### TASK ITEM
Put each line of the items below into a Markdown table with the columns "No." and "Text", numbering the rows and skipping blank lines. Leave the pictures out.

### INFORMATION
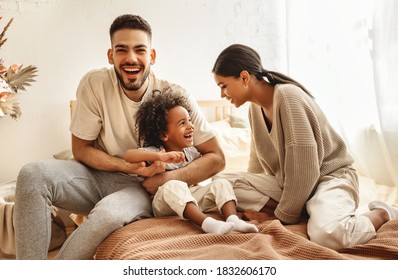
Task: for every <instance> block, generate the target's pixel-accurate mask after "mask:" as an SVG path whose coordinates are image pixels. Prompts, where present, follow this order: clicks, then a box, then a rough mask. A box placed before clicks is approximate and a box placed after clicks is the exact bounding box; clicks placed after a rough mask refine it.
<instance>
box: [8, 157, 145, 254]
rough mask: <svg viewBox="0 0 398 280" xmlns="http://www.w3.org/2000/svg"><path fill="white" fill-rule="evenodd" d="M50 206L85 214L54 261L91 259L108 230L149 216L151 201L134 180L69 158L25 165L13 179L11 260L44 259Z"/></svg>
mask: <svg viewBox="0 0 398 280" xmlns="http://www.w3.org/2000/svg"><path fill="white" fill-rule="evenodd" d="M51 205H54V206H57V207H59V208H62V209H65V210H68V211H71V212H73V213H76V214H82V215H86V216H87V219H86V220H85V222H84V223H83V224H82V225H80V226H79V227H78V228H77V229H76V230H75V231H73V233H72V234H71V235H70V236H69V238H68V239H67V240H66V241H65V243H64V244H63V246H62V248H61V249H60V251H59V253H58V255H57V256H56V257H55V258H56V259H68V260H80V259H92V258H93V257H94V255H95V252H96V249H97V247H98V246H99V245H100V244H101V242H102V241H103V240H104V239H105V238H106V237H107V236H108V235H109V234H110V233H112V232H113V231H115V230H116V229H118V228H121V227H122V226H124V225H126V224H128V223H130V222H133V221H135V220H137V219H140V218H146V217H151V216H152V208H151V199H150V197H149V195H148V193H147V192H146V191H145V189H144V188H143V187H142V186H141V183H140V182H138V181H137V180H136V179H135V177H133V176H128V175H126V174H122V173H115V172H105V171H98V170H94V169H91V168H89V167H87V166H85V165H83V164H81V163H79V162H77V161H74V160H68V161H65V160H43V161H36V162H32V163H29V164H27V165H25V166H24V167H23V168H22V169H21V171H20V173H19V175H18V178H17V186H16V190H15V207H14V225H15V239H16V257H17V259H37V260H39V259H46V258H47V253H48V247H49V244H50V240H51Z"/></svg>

### ANSWER SECTION
| No. | Text |
|---|---|
| 1 | Task: for every <instance> block, generate the target's pixel-accurate mask after "mask:" as an SVG path whose coordinates are image pixels. Prompts, where present, follow this order: clicks, then a box, then a rough mask. A box placed before clicks is approximate and a box placed after clicks is the exact bounding box; clicks placed after a rough mask refine it. |
| 2 | <instance> |
| 3 | box: [8, 157, 145, 254] |
| 4 | rough mask: <svg viewBox="0 0 398 280" xmlns="http://www.w3.org/2000/svg"><path fill="white" fill-rule="evenodd" d="M50 206L85 214L54 261L91 259L108 230L149 216L151 201L134 180L69 158L25 165L13 179L11 260L44 259Z"/></svg> |
| 5 | mask: <svg viewBox="0 0 398 280" xmlns="http://www.w3.org/2000/svg"><path fill="white" fill-rule="evenodd" d="M51 205H54V206H57V207H59V208H62V209H65V210H68V211H71V212H73V213H76V214H82V215H86V216H87V219H86V220H85V222H84V223H83V224H82V225H80V226H79V227H78V228H77V229H76V230H75V231H73V233H72V234H71V235H70V236H69V238H68V239H67V240H66V241H65V243H64V244H63V246H62V248H61V249H60V251H59V253H58V255H57V256H56V257H55V258H56V259H68V260H80V259H92V258H93V257H94V255H95V252H96V249H97V247H98V246H99V245H100V244H101V242H102V241H103V240H104V239H105V238H106V237H107V236H108V235H109V234H110V233H112V232H113V231H115V230H116V229H118V228H121V227H122V226H124V225H126V224H128V223H130V222H133V221H135V220H137V219H140V218H146V217H151V216H152V208H151V199H150V197H149V195H148V193H147V192H146V191H145V189H144V188H143V187H142V186H141V183H140V182H138V181H137V180H136V179H135V177H133V176H128V175H126V174H122V173H115V172H105V171H98V170H94V169H91V168H89V167H87V166H85V165H83V164H81V163H79V162H77V161H74V160H68V161H65V160H43V161H36V162H32V163H29V164H27V165H25V166H24V167H23V168H22V169H21V171H20V173H19V175H18V178H17V186H16V190H15V207H14V225H15V239H16V257H17V259H37V260H39V259H46V258H47V253H48V247H49V244H50V240H51Z"/></svg> |